> _Exercise goal_
Beginning with the line containing "Draw the outline of every instance of the <item>gray engine" and ending with the last line of the records, set down every line exactly.

> _Excerpt from a dataset_
---+---
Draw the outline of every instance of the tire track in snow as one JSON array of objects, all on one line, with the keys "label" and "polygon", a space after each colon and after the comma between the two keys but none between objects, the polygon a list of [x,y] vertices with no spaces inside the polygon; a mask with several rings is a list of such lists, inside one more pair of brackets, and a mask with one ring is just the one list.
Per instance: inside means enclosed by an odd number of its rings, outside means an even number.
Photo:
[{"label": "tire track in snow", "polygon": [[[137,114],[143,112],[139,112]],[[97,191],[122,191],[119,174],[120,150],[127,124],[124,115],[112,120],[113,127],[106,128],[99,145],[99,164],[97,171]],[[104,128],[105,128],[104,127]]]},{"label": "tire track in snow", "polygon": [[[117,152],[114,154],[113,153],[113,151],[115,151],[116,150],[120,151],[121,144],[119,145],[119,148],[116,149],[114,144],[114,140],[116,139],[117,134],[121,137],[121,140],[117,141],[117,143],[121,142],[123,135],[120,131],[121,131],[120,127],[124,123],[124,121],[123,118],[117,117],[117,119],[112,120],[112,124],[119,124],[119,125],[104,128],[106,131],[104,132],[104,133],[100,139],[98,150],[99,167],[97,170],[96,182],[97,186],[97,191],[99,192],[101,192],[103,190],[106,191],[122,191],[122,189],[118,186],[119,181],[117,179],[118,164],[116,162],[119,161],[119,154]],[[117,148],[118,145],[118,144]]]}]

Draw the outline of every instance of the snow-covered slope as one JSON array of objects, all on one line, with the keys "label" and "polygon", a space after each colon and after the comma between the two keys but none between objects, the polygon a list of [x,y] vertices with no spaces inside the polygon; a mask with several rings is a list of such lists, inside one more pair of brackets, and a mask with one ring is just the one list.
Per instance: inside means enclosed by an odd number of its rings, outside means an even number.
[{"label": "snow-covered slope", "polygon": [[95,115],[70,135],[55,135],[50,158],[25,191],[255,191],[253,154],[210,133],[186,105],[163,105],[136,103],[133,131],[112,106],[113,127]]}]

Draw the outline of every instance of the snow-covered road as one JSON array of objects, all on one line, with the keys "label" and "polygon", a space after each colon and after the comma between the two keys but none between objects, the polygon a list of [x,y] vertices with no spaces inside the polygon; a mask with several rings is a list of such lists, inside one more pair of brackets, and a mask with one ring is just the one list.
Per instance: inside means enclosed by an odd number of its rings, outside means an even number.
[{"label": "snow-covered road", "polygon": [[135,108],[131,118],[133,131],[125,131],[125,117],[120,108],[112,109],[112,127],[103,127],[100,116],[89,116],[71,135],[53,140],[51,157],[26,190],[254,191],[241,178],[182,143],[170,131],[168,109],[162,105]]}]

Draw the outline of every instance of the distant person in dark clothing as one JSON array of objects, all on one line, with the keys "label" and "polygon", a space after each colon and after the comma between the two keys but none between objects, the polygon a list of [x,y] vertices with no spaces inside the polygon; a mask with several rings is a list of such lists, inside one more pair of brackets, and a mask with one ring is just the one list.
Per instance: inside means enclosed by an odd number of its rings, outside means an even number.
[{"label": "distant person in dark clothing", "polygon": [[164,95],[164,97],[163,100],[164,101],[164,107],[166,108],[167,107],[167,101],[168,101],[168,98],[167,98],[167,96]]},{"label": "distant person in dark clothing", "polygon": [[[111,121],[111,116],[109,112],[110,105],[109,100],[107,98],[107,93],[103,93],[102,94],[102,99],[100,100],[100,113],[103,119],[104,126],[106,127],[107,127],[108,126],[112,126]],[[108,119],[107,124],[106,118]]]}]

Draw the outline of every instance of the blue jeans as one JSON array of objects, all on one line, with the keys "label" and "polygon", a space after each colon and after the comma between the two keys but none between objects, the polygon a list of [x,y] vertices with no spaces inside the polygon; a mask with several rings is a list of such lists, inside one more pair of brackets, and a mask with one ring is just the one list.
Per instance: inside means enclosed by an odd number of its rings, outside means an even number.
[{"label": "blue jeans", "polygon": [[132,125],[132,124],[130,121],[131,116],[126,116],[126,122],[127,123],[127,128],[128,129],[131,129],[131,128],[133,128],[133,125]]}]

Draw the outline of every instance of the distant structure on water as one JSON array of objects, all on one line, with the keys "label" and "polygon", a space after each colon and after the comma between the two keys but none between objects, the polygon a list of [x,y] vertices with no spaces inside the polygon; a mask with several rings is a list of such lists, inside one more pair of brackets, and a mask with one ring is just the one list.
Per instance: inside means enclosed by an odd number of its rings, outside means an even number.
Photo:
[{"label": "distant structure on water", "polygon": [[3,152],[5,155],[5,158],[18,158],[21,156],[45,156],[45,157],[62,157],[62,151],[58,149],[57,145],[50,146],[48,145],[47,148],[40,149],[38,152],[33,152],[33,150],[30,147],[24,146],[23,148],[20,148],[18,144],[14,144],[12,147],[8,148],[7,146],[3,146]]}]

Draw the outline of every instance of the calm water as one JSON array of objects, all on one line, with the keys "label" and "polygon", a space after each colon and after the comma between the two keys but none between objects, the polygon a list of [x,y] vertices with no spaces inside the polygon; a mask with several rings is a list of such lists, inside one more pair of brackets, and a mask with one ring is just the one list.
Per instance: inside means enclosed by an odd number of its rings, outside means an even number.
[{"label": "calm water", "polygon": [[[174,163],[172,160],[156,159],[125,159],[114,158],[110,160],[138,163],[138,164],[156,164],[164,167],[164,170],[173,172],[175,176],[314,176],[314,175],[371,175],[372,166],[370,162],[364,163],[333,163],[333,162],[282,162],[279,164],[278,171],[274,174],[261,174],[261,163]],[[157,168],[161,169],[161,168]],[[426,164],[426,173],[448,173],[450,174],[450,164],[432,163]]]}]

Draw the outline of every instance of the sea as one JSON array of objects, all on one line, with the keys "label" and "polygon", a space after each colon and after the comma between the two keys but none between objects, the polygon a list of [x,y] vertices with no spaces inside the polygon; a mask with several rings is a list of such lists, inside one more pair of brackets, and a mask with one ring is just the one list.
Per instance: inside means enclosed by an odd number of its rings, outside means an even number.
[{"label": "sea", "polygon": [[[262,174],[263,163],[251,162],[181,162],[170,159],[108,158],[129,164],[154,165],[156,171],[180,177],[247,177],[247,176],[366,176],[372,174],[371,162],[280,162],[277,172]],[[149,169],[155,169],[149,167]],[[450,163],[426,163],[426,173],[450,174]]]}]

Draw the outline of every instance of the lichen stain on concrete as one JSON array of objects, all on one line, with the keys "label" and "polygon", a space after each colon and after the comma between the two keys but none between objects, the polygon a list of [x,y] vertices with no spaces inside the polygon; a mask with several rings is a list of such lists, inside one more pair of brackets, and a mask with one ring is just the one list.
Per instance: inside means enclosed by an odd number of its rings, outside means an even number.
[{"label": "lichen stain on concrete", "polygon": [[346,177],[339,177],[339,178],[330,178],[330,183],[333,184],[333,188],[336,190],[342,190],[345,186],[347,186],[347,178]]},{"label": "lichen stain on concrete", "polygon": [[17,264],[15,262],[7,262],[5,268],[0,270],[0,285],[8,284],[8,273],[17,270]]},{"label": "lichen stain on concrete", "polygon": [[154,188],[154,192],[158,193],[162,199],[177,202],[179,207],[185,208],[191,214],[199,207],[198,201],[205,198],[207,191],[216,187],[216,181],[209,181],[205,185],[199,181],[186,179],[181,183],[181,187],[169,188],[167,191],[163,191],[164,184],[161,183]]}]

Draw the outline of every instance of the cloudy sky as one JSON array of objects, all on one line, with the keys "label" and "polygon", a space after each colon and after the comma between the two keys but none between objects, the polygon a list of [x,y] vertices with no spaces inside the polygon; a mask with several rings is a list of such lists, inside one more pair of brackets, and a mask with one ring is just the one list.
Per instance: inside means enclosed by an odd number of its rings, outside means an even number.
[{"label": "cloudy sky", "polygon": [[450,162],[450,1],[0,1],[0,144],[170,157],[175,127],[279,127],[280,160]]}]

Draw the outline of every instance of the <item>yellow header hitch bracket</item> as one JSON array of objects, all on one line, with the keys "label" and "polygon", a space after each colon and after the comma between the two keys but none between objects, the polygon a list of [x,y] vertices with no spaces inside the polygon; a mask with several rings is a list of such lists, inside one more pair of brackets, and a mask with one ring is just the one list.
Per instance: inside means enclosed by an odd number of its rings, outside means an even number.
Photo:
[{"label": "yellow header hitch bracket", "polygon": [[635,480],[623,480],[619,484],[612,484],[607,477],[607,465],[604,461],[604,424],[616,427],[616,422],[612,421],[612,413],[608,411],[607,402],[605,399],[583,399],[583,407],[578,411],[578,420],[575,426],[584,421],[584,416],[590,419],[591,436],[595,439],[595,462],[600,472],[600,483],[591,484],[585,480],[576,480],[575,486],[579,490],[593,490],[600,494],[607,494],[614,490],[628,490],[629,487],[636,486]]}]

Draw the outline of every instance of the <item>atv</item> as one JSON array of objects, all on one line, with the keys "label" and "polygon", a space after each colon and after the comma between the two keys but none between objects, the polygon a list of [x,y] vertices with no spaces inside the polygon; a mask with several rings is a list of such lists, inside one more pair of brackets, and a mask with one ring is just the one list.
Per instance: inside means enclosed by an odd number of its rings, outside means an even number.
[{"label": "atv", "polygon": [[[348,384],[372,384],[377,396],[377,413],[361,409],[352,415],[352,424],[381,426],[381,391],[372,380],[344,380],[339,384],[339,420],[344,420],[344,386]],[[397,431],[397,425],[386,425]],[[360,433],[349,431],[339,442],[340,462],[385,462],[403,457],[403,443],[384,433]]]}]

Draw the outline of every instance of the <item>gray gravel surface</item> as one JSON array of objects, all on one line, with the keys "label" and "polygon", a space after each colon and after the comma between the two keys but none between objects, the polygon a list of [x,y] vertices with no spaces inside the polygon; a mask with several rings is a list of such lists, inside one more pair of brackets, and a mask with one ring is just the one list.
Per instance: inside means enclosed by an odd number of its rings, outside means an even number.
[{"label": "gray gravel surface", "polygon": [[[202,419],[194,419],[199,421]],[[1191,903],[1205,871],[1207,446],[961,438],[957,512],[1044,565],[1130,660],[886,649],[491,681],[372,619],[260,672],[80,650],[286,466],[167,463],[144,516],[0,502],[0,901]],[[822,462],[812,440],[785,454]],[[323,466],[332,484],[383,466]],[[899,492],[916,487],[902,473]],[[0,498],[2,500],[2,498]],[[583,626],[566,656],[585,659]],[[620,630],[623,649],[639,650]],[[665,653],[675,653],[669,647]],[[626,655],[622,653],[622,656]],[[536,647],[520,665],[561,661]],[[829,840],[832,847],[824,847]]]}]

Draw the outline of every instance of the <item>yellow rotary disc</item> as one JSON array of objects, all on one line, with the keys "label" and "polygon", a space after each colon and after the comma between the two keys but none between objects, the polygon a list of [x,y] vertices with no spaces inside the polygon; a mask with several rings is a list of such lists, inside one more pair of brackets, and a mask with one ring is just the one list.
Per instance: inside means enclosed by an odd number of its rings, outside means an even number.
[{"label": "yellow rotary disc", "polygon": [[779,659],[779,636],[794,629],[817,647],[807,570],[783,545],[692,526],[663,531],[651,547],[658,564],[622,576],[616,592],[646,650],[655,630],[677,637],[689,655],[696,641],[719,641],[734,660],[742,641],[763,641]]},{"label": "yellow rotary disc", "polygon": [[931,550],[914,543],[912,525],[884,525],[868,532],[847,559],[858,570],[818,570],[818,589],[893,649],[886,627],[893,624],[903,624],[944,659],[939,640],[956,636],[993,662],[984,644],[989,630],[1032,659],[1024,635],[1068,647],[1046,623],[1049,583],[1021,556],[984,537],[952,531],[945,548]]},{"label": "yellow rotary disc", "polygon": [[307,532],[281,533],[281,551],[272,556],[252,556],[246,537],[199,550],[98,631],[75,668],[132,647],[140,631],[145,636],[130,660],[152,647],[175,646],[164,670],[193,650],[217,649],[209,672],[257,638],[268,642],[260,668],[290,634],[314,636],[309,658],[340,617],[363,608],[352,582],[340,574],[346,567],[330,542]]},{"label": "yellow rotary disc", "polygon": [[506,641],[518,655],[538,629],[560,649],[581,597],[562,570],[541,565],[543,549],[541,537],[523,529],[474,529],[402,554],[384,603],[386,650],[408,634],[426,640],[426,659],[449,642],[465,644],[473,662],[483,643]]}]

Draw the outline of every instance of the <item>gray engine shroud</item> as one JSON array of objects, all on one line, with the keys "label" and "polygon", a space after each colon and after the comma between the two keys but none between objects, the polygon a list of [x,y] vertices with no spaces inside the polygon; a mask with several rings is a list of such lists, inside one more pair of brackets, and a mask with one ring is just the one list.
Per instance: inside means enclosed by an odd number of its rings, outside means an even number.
---+---
> _Output below_
Draw the outline of every instance of the <item>gray engine shroud</item> as one JSON array of objects, all on one line, with the keys "label" and "polygon", a space after each colon and after the comma between the two keys but none between objects, the polygon a list of [x,y] vertices with no spaces inside the polygon; a mask with several rings is a list of such lists, inside one more pair of brackets, and a mask with one ring is just the one list.
Per instance: inside means enclosed by an odd number of its rings, outside means an even number.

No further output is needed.